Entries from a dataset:
------
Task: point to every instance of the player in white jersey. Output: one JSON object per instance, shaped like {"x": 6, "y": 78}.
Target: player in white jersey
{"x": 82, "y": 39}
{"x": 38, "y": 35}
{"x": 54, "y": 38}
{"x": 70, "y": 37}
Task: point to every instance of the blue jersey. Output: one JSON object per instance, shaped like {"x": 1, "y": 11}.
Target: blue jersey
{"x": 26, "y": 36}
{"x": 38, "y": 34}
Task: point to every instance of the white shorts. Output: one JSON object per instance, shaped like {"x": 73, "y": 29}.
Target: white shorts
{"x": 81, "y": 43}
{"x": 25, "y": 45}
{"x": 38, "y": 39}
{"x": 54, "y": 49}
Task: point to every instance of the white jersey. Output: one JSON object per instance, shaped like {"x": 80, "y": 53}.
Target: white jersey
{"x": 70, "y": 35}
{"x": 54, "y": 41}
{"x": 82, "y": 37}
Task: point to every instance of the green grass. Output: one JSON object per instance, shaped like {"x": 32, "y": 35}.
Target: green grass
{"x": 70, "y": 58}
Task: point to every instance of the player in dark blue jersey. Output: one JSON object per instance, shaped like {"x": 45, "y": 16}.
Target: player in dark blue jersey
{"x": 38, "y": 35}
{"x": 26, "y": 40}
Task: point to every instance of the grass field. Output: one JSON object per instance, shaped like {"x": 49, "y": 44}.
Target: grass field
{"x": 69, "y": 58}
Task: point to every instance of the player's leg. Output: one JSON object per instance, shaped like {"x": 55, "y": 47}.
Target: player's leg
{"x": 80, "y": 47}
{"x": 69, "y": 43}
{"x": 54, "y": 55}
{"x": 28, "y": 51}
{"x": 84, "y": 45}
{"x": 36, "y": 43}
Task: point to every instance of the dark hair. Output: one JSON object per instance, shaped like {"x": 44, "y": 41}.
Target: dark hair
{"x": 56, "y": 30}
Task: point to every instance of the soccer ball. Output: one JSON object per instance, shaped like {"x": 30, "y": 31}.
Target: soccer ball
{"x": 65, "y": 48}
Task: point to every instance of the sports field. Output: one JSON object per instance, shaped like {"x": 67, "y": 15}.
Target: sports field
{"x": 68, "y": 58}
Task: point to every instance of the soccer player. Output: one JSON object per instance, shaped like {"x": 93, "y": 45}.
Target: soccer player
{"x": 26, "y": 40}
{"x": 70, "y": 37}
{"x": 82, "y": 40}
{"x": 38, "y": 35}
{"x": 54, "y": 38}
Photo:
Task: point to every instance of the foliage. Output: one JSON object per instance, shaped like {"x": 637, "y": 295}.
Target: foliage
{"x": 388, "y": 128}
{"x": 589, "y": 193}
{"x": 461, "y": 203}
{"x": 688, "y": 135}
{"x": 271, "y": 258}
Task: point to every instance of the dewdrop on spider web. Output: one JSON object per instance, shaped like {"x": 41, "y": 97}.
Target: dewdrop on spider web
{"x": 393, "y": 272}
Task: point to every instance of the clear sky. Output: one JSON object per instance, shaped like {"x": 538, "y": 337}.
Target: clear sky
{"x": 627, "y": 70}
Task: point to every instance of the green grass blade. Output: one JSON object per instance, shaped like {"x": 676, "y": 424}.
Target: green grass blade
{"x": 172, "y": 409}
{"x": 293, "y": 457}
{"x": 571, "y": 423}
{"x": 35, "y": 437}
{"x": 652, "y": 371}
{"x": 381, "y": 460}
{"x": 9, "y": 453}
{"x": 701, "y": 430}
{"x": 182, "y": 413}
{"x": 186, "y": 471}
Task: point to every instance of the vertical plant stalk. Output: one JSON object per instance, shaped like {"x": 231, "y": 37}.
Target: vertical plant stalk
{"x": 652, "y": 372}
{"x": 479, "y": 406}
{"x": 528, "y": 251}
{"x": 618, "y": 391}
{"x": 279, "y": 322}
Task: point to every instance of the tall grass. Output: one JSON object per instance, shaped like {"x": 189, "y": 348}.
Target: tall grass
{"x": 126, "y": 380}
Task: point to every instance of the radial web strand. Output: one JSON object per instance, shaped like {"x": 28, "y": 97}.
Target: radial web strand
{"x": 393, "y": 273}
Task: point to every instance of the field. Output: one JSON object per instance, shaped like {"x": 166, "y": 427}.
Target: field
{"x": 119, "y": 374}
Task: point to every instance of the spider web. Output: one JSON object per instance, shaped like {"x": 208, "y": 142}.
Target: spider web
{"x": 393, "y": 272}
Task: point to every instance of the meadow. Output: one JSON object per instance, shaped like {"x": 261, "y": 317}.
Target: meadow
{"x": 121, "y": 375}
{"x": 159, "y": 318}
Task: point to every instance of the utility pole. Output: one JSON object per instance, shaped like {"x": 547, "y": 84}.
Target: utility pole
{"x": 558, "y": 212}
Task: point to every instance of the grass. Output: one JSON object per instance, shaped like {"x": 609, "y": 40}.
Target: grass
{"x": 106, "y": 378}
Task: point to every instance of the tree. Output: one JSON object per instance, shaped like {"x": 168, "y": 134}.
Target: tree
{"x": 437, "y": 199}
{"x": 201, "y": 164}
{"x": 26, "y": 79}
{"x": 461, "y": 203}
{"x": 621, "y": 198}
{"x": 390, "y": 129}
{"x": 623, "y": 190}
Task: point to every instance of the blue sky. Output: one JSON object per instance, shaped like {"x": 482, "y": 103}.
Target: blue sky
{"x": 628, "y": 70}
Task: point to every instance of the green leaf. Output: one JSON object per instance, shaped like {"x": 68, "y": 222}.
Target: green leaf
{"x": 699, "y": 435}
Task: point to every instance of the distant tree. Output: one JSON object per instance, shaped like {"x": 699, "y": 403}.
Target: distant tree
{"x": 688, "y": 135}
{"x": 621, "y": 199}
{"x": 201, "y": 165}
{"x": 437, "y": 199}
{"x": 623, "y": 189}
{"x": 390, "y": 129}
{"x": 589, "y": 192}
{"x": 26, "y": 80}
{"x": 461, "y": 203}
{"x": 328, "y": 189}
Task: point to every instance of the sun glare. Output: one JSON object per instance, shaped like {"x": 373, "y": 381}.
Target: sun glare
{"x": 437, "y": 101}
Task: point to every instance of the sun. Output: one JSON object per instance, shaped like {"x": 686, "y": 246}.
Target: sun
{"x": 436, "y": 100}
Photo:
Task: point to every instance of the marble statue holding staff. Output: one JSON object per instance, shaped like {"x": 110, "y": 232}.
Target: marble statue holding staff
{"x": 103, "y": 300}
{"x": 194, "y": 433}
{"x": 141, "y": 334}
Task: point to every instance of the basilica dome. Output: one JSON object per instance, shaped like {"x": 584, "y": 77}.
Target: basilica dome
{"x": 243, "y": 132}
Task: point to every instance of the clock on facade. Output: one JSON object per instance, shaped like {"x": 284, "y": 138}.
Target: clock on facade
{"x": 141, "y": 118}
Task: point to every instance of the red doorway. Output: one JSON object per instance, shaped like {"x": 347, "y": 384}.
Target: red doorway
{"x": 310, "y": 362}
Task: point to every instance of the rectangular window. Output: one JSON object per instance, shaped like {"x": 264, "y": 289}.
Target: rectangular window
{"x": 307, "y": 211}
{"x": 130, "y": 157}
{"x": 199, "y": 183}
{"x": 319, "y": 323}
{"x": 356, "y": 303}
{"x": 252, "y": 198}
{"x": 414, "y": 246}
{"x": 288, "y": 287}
------
» **Written exercise**: Reproduce, unchanged, the lines of the entries above from the line containing "Task: point to every instance of the clock" through the last line of the entries, including both of those lines.

» **Answer for this exercise**:
Task: point to every instance of the clock on facade. Output: one JSON object per instance, shaped like {"x": 284, "y": 138}.
Target: clock on facade
{"x": 141, "y": 118}
Task: point to every instance of the red doorway. Output: one JSON object per instance, shaped like {"x": 347, "y": 384}.
Target: red doorway
{"x": 310, "y": 362}
Task: point to every instance of the rectangular window. Output: one JSON object per instance, shaped like {"x": 264, "y": 289}.
Target: rectangular window
{"x": 307, "y": 211}
{"x": 130, "y": 157}
{"x": 199, "y": 183}
{"x": 319, "y": 323}
{"x": 356, "y": 303}
{"x": 252, "y": 198}
{"x": 414, "y": 246}
{"x": 288, "y": 287}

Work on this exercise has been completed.